'Se não tem sabão, imagina álcool. É artigo de luxo', diz moradora da periferia de Fortaleza



Moradores da Comunidade do Gengibre, no bairro Manuel Dias Branco, sofrem com a falta de estrutura — Foto: Natinho Rodrigues

O Ceará é o terceiro com mais casos de Covid-19 confirmados no Brasil e é na periferia de Fortaleza que a taxa de mortalidade mais preocupa. Segundo a Companhia de Água e Esgoto do Ceará (Cagece), o município conta, atualmente, com 62,54% de cobertura de esgotamento sanitário e 98,65% de cobertura do serviço de abastecimento de água.

Os dados indicam que os serviços básicos para manter uma higiene adequada e tentar se livrar de doenças chegam a maioria dos bairros, mas não a todos. No Lagamar, comunidade localizada no bairro Aerolândia e onde moram a assistente social Adriana Gerônimo, 30, e a dona de casa Regina Jaqueline Silva, 37, somente uma parte da área é atendida com rede de esgoto.

Jaqueline sempre teve o Lagamar como morada: "Saí da maternidade e vim para cá". A dona de casa traz na memória uma situação precária, que melhorou ao passar dos anos, mas segue longe de ser suficiente para, segundo ela, se "viver com dignidade". O esgoto mais perto da casa dela é o que fica a quase 30 metros, na esquina.

Adriana afirma que cumprir o isolamento social na comunidade é uma das dificuldades, porque "as casas são pequenas e sem circulação de ar". Segundo a assistente social, os moradores tentam reduzir os danos e se ajudam como podem: "Nós já sabemos de dois casos confirmados no Lagamar. Aqui, a rua é extensão da nossa casa. Tentamos fazer com que os materiais de higiene cheguem ao maior número de moradores. Se não tem sabão, imagina álcool. É artigo de luxo", revelou.

A Secretaria da Saúde do Ceará (Sesa) registrou 6.783 casos confirmados do novo coronavírus (Sars-Cov-2) no estado e 397 mortes em decorrência da doença. Os dados foram divulgados por meio da plataforma IntegraSUS às 17h17 desta segunda-feira (27). Há ainda outros 116 óbitos suspeitos que aguardam resultados de testes para saber se foram por Covid-19.

Gengibre

O estudo de desenvolvimento humano de Fortaleza elaborado pela Secretaria Municipal do Desenvolvimento Econômico do Município, a partir do Censo Demográfico de 2010, apontou que bairros da capital com piores Índice de Desenvolvimento Humano (IDH) em diferentes quesitos.

No bairro Manuel Dias Branco consta o pior IDH de longevidade. É lá onde está uma das mais populosas comunidade, a do Gengibre.

À beira da lagoa, dezenas de pessoas ergueram casas com paredes de tábua. Silvanete Rodrigues mora no Gengibre, em uma casa construída a cerca de 50 metros de distância da lagoa. A dona de casa afirma agradecer todos os dias por não ter nenhuma confirmação de pessoa infectada pelo novo coronavírus na comunidade.

- **MATERIAL FORNECIDO**:
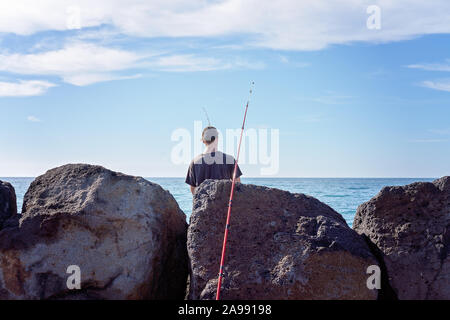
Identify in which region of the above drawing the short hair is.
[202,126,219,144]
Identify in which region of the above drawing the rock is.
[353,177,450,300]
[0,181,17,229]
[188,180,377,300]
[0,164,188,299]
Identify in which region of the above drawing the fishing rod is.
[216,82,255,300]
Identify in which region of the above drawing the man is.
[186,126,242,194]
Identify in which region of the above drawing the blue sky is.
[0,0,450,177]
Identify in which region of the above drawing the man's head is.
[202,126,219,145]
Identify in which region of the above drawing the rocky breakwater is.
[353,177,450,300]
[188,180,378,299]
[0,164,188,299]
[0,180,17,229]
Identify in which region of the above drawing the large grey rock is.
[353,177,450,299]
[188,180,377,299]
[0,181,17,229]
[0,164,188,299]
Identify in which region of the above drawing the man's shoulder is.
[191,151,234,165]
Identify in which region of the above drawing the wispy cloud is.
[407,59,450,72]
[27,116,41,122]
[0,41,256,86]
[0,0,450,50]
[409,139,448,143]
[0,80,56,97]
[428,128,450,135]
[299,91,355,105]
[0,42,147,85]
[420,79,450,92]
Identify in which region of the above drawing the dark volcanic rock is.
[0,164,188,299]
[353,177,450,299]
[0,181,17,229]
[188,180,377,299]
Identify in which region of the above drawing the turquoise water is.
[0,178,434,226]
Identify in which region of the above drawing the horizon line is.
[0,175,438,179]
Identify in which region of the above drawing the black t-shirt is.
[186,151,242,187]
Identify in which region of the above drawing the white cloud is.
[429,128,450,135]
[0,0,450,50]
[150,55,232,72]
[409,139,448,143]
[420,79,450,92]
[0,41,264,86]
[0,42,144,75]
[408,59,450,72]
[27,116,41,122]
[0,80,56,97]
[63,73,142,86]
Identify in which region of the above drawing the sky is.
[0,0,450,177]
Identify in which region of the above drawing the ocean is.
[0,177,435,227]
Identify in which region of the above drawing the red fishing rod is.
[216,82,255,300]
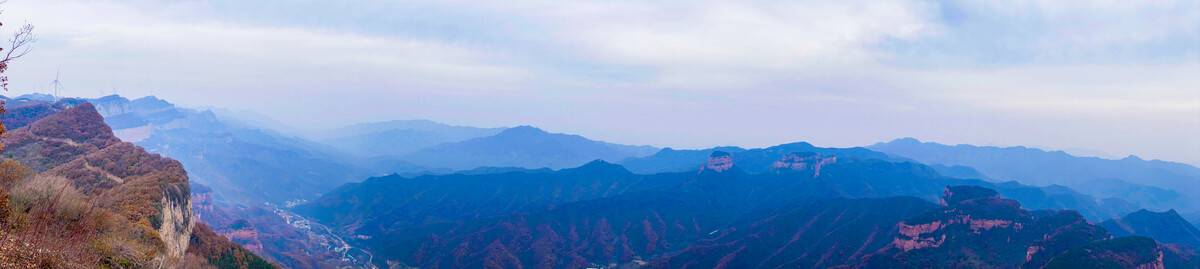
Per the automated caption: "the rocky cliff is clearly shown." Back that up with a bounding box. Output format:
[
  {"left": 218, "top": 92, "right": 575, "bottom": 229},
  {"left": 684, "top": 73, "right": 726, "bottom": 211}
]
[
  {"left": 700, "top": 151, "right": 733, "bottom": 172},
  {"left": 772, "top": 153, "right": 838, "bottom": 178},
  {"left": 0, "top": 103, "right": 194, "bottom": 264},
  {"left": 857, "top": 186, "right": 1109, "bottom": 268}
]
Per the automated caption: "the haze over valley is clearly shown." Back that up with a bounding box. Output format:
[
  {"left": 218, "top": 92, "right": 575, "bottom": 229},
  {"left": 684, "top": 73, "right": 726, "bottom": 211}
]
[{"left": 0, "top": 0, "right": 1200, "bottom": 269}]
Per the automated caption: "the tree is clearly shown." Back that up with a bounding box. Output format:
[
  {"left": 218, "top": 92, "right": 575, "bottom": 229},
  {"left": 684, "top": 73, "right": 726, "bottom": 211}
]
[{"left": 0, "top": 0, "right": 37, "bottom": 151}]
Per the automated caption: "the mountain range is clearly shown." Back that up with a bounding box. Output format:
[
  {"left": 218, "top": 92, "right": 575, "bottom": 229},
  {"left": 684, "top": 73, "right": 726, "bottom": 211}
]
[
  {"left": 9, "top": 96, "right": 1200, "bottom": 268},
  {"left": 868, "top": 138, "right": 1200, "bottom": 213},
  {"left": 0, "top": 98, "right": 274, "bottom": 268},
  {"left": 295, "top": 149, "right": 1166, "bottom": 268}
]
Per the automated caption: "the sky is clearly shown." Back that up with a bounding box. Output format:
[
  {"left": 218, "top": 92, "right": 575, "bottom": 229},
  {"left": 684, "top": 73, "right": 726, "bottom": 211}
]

- **AÇÃO NECESSÁRIA**: Extraia da reportagem sobre a periferia de Fortaleza, sem nenhuma alteração, o trecho que vai de "Moradores da Comunidade" até "rede de esgoto.", inclusive. O material não tem relação com a reportagem.

- **RESPOSTA DO EXERCÍCIO**:
Moradores da Comunidade do Gengibre, no bairro Manuel Dias Branco, sofrem com a falta de estrutura — Foto: Natinho Rodrigues

O Ceará é o terceiro com mais casos de Covid-19 confirmados no Brasil e é na periferia de Fortaleza que a taxa de mortalidade mais preocupa. Segundo a Companhia de Água e Esgoto do Ceará (Cagece), o município conta, atualmente, com 62,54% de cobertura de esgotamento sanitário e 98,65% de cobertura do serviço de abastecimento de água.

Os dados indicam que os serviços básicos para manter uma higiene adequada e tentar se livrar de doenças chegam a maioria dos bairros, mas não a todos. No Lagamar, comunidade localizada no bairro Aerolândia e onde moram a assistente social Adriana Gerônimo, 30, e a dona de casa Regina Jaqueline Silva, 37, somente uma parte da área é atendida com rede de esgoto.